Falar, portanto, de uma “volta” do gênero biográfico como atualmente se admite requer alguns poréns. Mesmo se conjugarmos esse “retorno” à academia (o que parece mais factível) é preciso considerar que mesmo em tempos de “déficit do sujeito” recorreu-se ao indivíduo para exprimir o quinhão demasiadamente humano de qualquer acontecimento histórico. Na “biografia modal”[4], por exemplo, em que “o singular se torna uma entrada no geral, revelando […] o comportamento médio das categorias sociais” e onde há uma verdadeira hipervalorização da estrutura frente ao indivíduo, François Dosse nos faz enxergar a presença de um gênero muito próximo à biografia, que é a prosopografia – grosso modo, e segundo o autor, “um gênero que tem por objeto reposicionar as características de um grupo esmiuçando as informações sobre todos os seus membros”[5].

Outro porém relacionado a esta “volta” da biografia (“boom”, “retorno”, “febre” são outras palavras utilizadas para descrever o fenômeno) reside em consideramos justamente seu caráter histórico, relacionando a atual legitimação conquistada junto a academia às transformações pelo qual este gênero passou nas últimas décadas. Nas palavras de Dosse, “o quadro monista, unitário da biografia foi desfeito, o espelho se quebrou para deixar aflorar mais facilmente a apreensão da unidade pela singularidade e, ao mesmo tempo, a pluralidade das identidades, o plural dos sentidos da vida”. [6]

Em outras palavras, tal legitimação está intimamente ligada ao trabalho de historiadores que avançaram no debate, em muito paralisante, da chamada “crise da história”, mas que também não abriram mão da sofisticação metodológica também fruto daquele debate, como é o caso de François Dosse.
====
● Objetivo do exercício
Transcreva, do texto sobre o gênero biográfico, o trecho que vai de "Outro porém relacionado" até "de François Dosse.", inclusive. O material a seguir foi tirado de outra fonte.

● Dados armazenados
====
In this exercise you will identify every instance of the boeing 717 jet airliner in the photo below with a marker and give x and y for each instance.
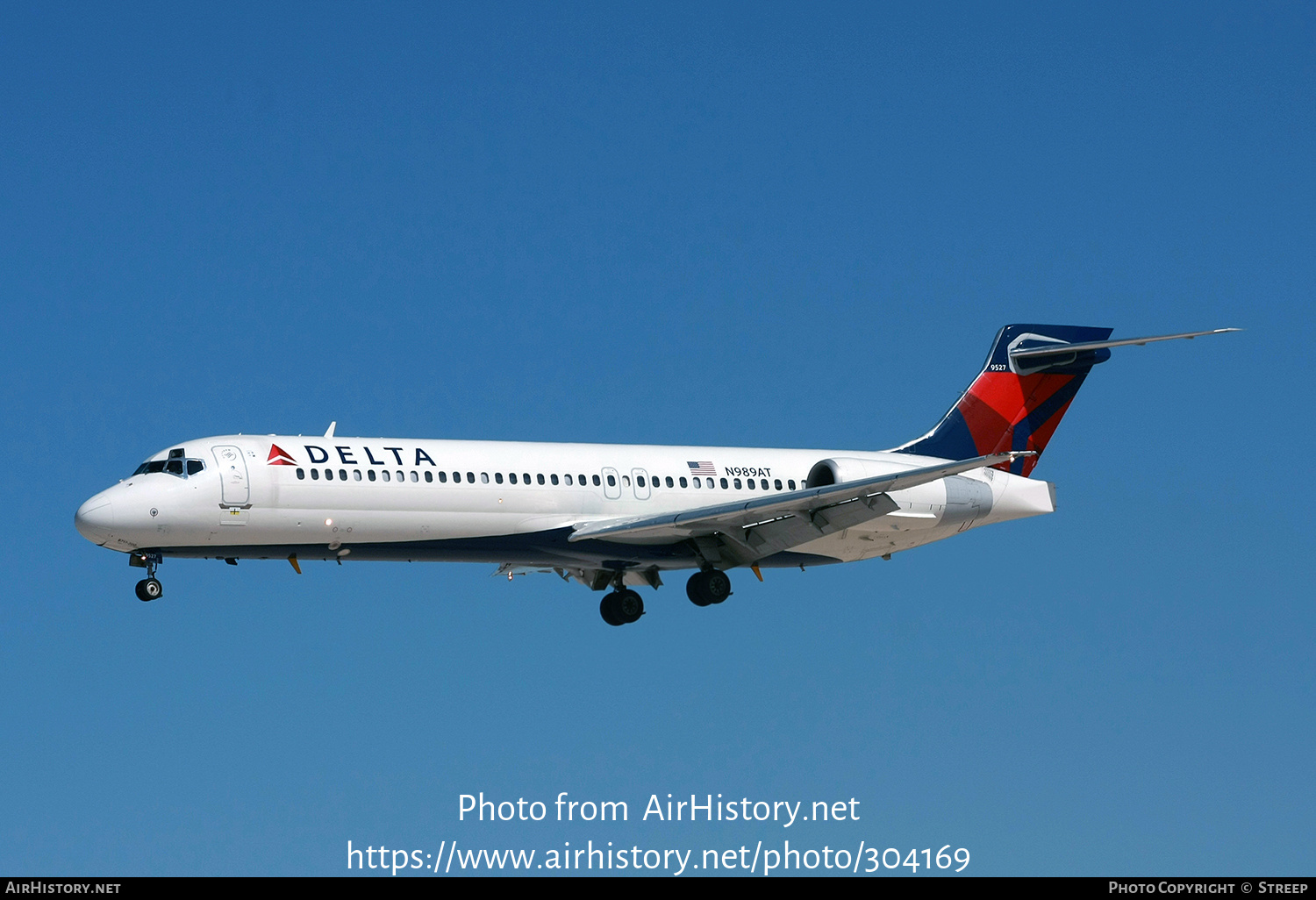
(610, 516)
====
● Resolução da tarefa
Outro porém relacionado a esta “volta” da biografia (“boom”, “retorno”, “febre” são outras palavras utilizadas para descrever o fenômeno) reside em consideramos justamente seu caráter histórico, relacionando a atual legitimação conquistada junto a academia às transformações pelo qual este gênero passou nas últimas décadas. Nas palavras de Dosse, “o quadro monista, unitário da biografia foi desfeito, o espelho se quebrou para deixar aflorar mais facilmente a apreensão da unidade pela singularidade e, ao mesmo tempo, a pluralidade das identidades, o plural dos sentidos da vida”. [6]

Em outras palavras, tal legitimação está intimamente ligada ao trabalho de historiadores que avançaram no debate, em muito paralisante, da chamada “crise da história”, mas que também não abriram mão da sofisticação metodológica também fruto daquele debate, como é o caso de François Dosse.